(Collected data)

-- -- --

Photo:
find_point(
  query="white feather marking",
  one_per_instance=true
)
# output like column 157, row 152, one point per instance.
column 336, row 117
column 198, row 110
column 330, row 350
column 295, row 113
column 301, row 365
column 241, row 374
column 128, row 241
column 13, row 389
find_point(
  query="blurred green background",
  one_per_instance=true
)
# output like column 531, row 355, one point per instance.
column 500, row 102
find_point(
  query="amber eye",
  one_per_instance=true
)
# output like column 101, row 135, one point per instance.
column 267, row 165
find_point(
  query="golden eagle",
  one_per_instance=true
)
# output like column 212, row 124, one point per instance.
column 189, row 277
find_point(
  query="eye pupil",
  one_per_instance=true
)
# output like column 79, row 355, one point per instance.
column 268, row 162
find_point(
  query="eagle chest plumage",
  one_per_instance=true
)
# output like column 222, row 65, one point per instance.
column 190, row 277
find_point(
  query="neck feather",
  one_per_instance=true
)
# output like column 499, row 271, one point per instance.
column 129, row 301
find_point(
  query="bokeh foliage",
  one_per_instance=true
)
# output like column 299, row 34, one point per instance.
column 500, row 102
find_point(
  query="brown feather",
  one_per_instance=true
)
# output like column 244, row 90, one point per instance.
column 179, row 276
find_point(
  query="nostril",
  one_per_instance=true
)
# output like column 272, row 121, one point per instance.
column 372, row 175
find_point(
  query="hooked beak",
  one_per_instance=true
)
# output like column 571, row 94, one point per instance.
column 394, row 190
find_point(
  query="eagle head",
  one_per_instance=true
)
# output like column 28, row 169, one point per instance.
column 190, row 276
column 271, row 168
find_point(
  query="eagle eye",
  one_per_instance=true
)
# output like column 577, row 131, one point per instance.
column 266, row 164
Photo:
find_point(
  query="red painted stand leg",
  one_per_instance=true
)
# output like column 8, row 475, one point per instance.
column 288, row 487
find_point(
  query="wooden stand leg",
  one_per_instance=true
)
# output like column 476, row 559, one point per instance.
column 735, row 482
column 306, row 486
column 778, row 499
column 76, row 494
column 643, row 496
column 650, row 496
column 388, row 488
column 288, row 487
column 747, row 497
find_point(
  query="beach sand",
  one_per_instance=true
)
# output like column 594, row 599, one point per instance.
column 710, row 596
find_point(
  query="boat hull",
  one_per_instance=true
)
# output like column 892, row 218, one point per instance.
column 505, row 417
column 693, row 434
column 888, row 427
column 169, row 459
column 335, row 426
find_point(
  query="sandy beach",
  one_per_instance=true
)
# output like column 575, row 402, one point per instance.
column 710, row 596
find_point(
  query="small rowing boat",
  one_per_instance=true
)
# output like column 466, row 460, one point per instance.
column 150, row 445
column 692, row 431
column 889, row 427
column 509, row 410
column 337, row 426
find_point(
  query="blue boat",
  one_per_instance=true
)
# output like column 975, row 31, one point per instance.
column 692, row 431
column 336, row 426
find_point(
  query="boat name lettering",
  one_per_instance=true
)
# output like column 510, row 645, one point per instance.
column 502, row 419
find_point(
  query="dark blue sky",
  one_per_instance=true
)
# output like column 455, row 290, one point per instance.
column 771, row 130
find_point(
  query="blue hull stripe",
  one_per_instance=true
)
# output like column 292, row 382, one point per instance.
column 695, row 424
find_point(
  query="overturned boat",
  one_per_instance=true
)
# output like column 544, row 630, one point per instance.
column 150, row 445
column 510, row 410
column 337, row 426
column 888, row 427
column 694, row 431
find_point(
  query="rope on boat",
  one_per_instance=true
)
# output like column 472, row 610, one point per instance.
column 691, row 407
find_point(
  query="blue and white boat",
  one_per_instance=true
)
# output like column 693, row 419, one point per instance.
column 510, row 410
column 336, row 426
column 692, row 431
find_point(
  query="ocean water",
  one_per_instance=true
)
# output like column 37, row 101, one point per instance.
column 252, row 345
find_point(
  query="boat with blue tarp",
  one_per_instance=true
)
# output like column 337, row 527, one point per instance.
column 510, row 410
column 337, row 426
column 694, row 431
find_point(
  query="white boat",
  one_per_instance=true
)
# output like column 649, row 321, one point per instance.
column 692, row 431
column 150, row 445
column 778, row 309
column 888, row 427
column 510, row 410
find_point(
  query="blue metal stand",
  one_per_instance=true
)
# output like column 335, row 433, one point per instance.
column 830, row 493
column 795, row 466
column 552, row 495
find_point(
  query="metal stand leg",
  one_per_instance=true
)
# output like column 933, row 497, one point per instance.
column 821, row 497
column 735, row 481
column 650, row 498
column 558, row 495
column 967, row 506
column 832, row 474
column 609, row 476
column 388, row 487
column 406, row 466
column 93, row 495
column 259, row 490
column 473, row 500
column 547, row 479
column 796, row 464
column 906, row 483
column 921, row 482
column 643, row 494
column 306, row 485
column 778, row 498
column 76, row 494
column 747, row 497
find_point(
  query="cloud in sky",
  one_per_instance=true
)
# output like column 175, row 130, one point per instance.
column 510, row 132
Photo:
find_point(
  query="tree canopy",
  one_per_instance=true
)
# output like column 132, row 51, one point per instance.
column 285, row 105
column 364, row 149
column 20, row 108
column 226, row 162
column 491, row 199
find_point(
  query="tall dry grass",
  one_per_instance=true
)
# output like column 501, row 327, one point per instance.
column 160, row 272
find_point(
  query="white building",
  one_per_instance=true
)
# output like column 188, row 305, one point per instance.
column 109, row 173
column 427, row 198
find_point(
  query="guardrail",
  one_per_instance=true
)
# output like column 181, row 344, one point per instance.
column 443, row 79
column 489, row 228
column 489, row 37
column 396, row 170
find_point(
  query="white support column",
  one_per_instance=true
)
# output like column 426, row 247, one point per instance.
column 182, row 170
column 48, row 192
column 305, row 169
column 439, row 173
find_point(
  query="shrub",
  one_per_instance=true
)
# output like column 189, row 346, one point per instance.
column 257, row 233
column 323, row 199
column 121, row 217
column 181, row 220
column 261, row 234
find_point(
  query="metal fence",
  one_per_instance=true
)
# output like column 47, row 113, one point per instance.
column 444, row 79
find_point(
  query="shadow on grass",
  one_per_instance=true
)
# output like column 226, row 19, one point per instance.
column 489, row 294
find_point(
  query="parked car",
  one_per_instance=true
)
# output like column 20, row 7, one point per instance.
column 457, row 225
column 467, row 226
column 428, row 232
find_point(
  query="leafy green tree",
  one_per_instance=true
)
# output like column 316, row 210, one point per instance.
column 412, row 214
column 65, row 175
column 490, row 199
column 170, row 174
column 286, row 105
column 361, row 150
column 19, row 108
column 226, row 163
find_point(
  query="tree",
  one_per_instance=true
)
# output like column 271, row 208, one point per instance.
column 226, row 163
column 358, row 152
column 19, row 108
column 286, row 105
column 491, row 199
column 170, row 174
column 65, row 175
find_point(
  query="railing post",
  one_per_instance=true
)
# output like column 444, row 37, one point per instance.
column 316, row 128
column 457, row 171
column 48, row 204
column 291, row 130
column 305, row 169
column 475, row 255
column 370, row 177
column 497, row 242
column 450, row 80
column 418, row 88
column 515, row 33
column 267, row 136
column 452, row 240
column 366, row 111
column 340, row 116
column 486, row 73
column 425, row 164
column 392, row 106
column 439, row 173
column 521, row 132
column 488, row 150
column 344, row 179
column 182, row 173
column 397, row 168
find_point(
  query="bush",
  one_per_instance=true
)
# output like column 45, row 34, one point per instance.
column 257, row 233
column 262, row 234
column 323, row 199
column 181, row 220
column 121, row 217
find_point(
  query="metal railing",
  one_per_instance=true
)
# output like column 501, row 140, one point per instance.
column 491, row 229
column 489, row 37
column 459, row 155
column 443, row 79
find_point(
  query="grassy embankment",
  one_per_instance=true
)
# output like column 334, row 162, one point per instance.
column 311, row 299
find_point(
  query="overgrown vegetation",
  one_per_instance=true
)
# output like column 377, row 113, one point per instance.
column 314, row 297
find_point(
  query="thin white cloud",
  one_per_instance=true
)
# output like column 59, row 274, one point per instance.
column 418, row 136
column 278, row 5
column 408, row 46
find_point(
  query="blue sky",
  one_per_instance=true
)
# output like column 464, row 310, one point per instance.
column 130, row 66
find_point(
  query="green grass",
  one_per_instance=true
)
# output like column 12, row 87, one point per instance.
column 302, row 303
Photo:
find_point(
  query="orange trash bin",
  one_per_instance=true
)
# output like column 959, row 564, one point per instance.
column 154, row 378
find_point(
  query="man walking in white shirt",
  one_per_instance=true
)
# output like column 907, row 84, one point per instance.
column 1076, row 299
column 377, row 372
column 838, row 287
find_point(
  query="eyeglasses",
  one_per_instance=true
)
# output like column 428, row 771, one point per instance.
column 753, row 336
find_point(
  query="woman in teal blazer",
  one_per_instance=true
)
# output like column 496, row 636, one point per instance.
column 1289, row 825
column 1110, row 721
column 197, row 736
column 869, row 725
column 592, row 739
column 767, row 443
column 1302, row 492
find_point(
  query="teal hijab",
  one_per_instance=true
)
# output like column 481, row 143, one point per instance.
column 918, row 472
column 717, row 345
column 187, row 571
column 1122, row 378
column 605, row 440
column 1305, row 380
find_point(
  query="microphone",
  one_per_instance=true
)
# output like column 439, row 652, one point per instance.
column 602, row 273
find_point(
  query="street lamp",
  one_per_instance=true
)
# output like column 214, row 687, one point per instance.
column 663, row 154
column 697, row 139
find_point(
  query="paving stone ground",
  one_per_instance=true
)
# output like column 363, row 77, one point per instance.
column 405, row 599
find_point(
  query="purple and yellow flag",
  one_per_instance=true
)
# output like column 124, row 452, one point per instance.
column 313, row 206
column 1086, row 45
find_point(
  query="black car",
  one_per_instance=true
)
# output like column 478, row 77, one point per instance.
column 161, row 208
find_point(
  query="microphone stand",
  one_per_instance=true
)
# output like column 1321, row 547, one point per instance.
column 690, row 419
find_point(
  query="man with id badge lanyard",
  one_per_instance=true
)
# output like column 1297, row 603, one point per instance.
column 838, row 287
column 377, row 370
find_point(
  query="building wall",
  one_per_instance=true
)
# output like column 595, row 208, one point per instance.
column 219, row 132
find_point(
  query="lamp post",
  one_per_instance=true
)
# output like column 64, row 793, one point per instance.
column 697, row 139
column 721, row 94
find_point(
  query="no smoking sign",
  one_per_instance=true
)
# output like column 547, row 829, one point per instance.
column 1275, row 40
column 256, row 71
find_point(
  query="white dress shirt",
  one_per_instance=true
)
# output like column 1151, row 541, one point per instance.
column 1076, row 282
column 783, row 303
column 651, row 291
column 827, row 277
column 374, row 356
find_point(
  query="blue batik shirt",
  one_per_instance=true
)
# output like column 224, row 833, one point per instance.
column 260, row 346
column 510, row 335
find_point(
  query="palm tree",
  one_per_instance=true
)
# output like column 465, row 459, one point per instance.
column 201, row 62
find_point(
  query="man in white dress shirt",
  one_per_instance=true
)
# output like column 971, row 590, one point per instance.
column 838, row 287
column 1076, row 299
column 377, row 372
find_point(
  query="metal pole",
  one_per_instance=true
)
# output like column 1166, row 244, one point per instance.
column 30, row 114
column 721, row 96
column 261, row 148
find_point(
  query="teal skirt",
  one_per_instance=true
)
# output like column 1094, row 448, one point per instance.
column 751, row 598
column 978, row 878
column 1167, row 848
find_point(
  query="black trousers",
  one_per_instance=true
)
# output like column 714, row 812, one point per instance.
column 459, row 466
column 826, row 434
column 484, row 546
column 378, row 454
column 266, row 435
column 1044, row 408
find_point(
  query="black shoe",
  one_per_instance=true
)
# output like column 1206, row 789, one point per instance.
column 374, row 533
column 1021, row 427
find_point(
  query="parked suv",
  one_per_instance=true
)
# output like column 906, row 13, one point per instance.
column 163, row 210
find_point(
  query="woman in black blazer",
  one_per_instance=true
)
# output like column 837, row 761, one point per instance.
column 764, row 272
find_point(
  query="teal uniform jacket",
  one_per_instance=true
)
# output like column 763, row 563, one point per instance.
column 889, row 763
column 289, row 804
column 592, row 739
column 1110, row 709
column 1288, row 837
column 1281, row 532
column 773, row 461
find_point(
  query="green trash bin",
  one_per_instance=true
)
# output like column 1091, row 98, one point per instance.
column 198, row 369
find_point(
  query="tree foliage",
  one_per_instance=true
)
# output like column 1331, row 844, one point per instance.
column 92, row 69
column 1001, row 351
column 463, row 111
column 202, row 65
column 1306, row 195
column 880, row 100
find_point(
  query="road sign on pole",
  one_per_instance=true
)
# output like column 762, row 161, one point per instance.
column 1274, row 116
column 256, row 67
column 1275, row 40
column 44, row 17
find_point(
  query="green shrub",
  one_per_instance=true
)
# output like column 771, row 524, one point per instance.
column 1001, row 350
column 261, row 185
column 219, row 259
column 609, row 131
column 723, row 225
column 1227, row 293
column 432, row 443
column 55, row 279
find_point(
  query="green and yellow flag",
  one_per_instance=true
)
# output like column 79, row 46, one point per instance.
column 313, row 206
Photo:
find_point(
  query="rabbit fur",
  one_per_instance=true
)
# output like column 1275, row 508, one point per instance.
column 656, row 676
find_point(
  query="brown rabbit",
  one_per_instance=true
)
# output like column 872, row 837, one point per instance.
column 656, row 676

-- -- --

What is asked ▸
Copy out each line of the records above that contains the word "teal". Case counts.

Solved problem ▸
  query="woman in teal blazer",
  query="teal hijab",
  query="teal skirt",
  query="teal uniform jacket",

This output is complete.